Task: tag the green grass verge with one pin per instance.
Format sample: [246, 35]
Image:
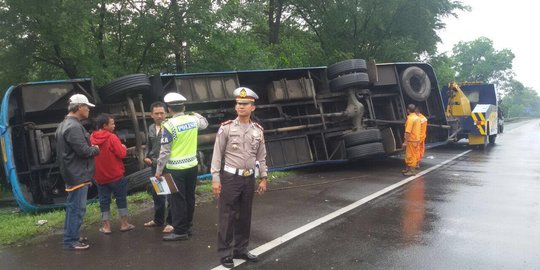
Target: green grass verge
[17, 226]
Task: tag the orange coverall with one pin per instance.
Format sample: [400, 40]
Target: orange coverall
[412, 148]
[423, 132]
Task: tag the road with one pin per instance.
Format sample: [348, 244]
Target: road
[467, 210]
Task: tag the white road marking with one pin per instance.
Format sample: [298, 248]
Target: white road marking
[292, 234]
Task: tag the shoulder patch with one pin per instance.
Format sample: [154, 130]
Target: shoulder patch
[226, 122]
[259, 126]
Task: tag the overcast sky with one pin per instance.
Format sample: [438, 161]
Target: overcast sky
[510, 24]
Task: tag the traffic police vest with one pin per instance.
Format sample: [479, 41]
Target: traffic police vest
·····
Return the listing above word for word, leaving out the picture.

Task: tag the green grass verge with one pin per instance.
Format sample: [246, 35]
Image:
Target: green grass verge
[17, 226]
Task: tag the orange coverall with one pin per instance.
Format sample: [400, 40]
Target: orange coverall
[412, 148]
[423, 132]
Task: tag the road with one pin per instance.
Format sample: [348, 244]
Target: road
[467, 210]
Task: tag the white road marking with one pin per instance.
Format sample: [298, 248]
Target: white road marking
[292, 234]
Task: tag the shoulder patch with one pin per instance.
Format sample: [154, 130]
Target: shoulder patch
[226, 122]
[259, 126]
Task: tag the overcast sky with one pin per instance.
Format sample: [438, 161]
Target: overcast sky
[510, 24]
Task: tag the traffic police vest with one pin per instance.
Format sample: [479, 41]
Target: traffic police vest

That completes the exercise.